> _Problem to solve_
Below are records to repeat exactly. Omit the pictures from the copy.
── Exercise material
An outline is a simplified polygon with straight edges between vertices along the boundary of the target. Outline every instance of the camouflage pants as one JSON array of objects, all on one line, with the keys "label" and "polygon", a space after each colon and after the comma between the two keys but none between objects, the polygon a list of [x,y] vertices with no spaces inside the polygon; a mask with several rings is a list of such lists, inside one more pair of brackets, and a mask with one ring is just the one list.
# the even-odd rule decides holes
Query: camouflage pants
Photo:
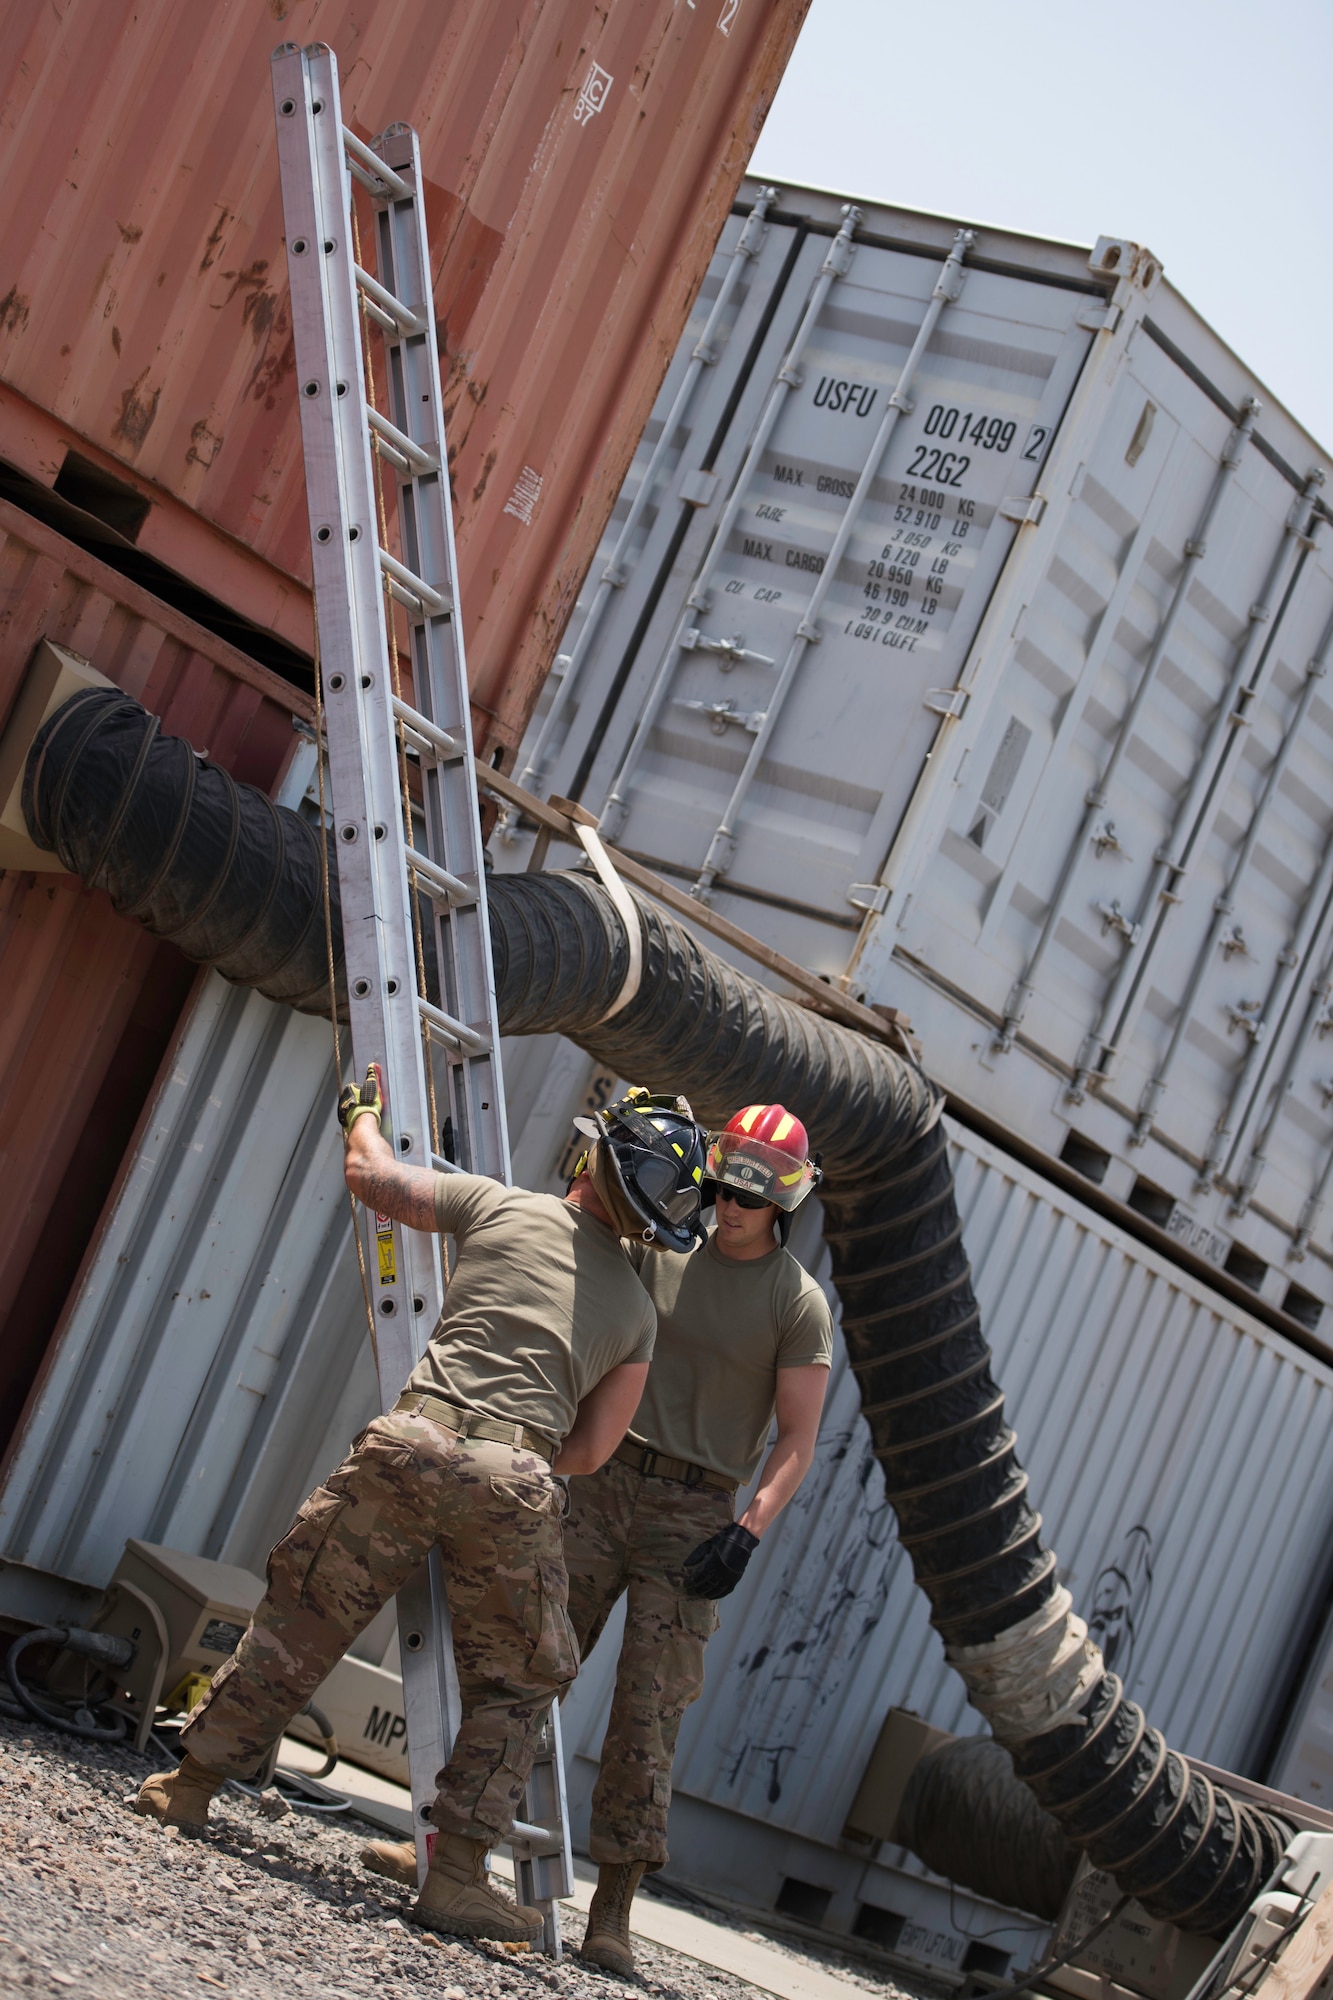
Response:
[{"label": "camouflage pants", "polygon": [[730,1494],[645,1477],[612,1459],[569,1482],[569,1615],[586,1657],[624,1594],[625,1636],[592,1795],[596,1862],[667,1859],[671,1763],[681,1717],[704,1684],[716,1607],[682,1594],[690,1550],[732,1518]]},{"label": "camouflage pants", "polygon": [[531,1452],[459,1438],[411,1410],[377,1417],[269,1557],[264,1601],[184,1747],[210,1770],[252,1772],[438,1542],[463,1720],[431,1818],[445,1833],[503,1838],[551,1697],[578,1672],[563,1505]]}]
────
> _Task response_
An outline is a simplified polygon with straight edges between vertices along the boundary of the target. Outline every instance of the camouflage pants as one JSON array of objects, all on one line, with the keys "label" and "polygon", a space after each colon and after the comma between the two keys but none between objects, the polygon a list of [x,y] vertices with no spaces inside the polygon; a mask with several rings is a list of such lists, inside one more pair of brackets, and a mask with one ring is just the one list.
# the even-odd rule decides holes
Query: camouflage pants
Photo:
Response:
[{"label": "camouflage pants", "polygon": [[730,1494],[645,1477],[612,1459],[569,1482],[569,1615],[586,1657],[624,1594],[625,1636],[592,1795],[596,1862],[667,1859],[671,1763],[681,1717],[704,1684],[716,1607],[682,1594],[690,1550],[732,1518]]},{"label": "camouflage pants", "polygon": [[531,1452],[459,1438],[411,1410],[377,1417],[269,1557],[264,1601],[184,1747],[210,1770],[252,1772],[438,1542],[463,1720],[431,1818],[445,1833],[503,1838],[551,1697],[578,1672],[563,1505]]}]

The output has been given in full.